| Task description |
Continue the passage below about Chaves's militia service in New Mexico, picking up right after its final sentence.

··· Text segment ···

Chaves spent the following decade as a rancher, businessman (trading with Indians among others), and Indian fighter. In 1860 he became a lieutenant-colonel in a militia unit, the Second New Mexico Mounted Volunteers, that had just been formed to fight the Navajos and Apaches. The following year, when he was commander of Fort Fauntleroy (later Fort Wingate) and an armistice had been made with the Navajos, allegations of cheating in a horse race led to a fight between his men and visiting Navajos in which a number of Navajos were killed. This event was crucial in the resumption of hostilities that led to the forced Long Walk of the Navajo in 1863 (Dunlay 2000). Kit Carson arrested Chaves after the fight, but with the circumstances of the killings unclear and the Civil War underway, Colonel Edward Canby suspended the house arrest after two months.

In 1862 General Henry Sibley led a force of Texans in an attempt to capture New Mexico for the Confederacy. Chaves, who had declared for the Union, fought with his militia at the Union defeat at Valverde. Then at the Battle of Glorieta Pass, Canby and Major John Chivington chose Chaves to guide Chivington's force to the Confederate supply train. The regular Union soldiers and New Mexico militia destroyed the supplies, which forced the Confederates to retreat to Texas. Although official military records barely mentioned Chaves (Union Army Operations 1960, cited in Simmons 1973), other contemporary accounts described his actions (Whitford 1906, Hays n.d., cited in Simmons).

··· Given information ···

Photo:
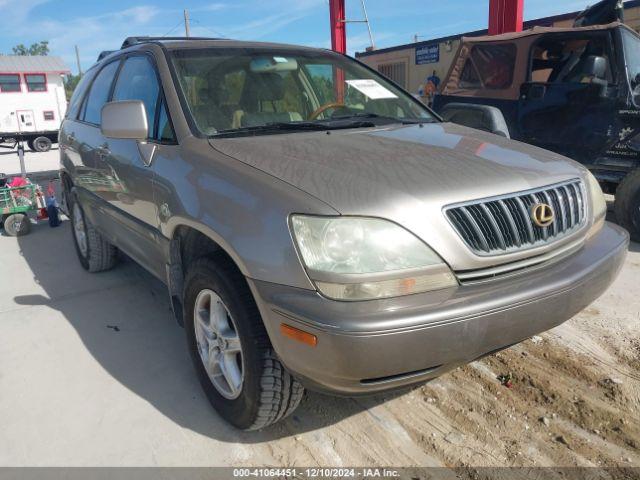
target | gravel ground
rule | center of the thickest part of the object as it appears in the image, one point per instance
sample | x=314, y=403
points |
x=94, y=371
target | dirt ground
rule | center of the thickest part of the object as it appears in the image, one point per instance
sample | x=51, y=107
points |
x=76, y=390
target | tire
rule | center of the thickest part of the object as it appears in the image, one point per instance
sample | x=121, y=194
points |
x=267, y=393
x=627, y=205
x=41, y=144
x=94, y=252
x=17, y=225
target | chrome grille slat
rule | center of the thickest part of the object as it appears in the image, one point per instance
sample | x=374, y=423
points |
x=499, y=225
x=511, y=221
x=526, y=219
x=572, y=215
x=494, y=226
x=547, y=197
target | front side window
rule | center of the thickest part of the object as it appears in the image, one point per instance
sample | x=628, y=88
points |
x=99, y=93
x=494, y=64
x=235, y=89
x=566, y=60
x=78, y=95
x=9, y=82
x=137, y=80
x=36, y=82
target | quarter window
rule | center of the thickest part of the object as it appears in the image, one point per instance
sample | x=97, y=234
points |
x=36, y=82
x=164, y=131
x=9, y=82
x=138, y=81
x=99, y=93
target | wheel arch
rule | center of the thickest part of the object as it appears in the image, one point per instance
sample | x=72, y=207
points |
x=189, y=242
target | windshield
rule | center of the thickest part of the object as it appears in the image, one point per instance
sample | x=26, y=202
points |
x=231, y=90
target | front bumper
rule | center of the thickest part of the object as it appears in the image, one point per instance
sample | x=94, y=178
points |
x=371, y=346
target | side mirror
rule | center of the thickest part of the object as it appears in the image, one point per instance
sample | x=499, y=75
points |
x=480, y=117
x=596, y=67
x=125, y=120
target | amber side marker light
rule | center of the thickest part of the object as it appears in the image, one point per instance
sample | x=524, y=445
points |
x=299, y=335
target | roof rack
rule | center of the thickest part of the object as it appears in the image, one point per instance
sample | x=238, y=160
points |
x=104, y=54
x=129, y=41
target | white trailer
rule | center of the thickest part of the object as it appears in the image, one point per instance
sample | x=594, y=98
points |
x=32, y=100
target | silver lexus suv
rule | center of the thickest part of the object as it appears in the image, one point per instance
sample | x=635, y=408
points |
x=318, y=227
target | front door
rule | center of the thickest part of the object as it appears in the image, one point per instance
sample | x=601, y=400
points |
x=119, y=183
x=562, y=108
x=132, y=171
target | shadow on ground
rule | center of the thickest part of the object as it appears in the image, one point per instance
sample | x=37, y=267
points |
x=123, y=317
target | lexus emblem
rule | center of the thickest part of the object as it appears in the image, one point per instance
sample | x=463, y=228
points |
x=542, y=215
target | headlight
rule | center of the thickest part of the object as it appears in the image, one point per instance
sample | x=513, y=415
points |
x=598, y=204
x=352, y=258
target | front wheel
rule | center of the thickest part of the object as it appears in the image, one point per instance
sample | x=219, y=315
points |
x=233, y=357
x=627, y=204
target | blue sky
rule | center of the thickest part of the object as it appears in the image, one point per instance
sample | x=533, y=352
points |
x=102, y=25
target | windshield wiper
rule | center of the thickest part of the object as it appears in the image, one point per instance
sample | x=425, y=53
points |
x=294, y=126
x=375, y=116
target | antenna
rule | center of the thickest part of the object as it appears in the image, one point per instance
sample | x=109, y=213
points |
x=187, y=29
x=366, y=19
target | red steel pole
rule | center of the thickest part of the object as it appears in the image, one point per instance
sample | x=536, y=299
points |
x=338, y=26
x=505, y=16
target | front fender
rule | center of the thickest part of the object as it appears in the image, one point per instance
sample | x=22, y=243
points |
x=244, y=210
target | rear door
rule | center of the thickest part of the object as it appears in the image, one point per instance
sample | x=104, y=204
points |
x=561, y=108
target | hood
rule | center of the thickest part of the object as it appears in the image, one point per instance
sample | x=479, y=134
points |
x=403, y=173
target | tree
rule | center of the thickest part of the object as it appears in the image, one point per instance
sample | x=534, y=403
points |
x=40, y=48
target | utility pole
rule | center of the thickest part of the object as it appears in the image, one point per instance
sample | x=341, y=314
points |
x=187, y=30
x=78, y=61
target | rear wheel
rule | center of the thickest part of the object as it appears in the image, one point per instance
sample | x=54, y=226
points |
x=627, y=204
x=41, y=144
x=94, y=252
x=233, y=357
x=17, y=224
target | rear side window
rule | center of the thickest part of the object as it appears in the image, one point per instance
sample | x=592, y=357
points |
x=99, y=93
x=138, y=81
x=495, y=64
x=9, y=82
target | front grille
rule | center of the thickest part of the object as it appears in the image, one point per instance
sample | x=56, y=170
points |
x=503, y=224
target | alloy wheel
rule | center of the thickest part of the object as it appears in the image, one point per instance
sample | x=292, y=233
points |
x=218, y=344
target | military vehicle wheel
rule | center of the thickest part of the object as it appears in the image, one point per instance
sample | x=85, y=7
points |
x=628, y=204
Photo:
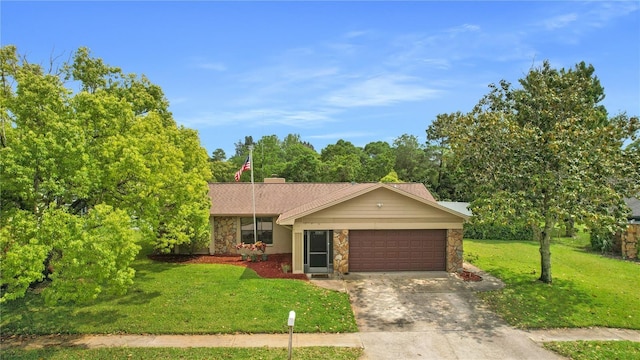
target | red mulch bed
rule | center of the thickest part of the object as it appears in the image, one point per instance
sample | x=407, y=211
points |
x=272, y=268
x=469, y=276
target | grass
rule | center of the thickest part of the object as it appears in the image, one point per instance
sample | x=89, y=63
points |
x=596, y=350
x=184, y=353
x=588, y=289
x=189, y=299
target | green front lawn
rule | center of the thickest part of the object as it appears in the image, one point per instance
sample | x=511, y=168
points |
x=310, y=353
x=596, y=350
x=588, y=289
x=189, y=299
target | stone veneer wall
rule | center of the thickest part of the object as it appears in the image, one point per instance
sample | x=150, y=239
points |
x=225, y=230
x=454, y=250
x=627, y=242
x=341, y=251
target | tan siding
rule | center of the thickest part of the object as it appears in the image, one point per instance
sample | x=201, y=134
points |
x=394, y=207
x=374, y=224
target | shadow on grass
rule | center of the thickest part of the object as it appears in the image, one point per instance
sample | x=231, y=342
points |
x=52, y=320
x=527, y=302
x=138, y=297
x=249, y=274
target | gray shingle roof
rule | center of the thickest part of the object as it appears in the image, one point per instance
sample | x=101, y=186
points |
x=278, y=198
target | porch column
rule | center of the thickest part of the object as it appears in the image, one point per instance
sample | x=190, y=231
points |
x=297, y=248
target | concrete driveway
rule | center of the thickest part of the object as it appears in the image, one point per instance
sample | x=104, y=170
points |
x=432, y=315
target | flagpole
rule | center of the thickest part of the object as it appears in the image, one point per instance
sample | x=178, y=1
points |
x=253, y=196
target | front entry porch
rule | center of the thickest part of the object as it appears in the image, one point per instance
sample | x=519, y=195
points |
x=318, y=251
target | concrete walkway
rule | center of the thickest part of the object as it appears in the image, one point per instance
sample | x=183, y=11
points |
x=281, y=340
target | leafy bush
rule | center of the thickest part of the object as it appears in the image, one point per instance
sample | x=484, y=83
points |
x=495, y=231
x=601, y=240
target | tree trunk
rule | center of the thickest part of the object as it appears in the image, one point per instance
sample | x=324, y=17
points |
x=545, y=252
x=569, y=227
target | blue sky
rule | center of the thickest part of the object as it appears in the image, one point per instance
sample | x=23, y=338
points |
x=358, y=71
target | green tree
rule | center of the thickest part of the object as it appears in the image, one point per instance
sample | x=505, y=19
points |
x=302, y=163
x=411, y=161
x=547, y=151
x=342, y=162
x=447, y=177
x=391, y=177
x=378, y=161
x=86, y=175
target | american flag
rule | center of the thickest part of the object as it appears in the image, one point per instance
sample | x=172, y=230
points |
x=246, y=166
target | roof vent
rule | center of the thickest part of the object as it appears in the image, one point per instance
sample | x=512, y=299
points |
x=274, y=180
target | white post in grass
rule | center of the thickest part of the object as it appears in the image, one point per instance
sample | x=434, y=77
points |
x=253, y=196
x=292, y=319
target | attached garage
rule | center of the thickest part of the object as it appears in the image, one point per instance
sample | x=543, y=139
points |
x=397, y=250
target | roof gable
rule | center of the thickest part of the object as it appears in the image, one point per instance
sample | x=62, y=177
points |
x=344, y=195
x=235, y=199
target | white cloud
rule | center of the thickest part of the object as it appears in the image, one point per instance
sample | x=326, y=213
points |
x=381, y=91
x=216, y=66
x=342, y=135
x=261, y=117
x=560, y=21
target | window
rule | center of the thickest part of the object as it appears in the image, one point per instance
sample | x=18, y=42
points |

···

| Response area |
Chaves was honorably discharged in 1863 (after the dismissal of allegations that he had sold Army wagons for his profit). In that year he engaged in what he later called his greatest fight. A group of Navajos were raiding the Rio Grande valley near Socorro, killing many people and driving off herds of cattle, horses, and sheep. They took captive a son of Matías Contreras, a prominent local citizen. As Contreras would not wait for troops from Fort Craig, Chaves led some 15 civilians on muleback against over 100 Navajos. The Navajos attacked Chaves's group at a spring called Ojo de la Mónica, immediately killing all the mules with rifle shots and forcing their pursuers to take cover. As Chaves was the best marksman, he fired his own rifle and also some of the others' while they reloaded his. By nightfall, only Chaves, Contreras, and one other man remained alive. At dawn they found that the Navajos had retreated, not knowing that Chaves had only three bullets left. (Contreras ransomed his son some months later.)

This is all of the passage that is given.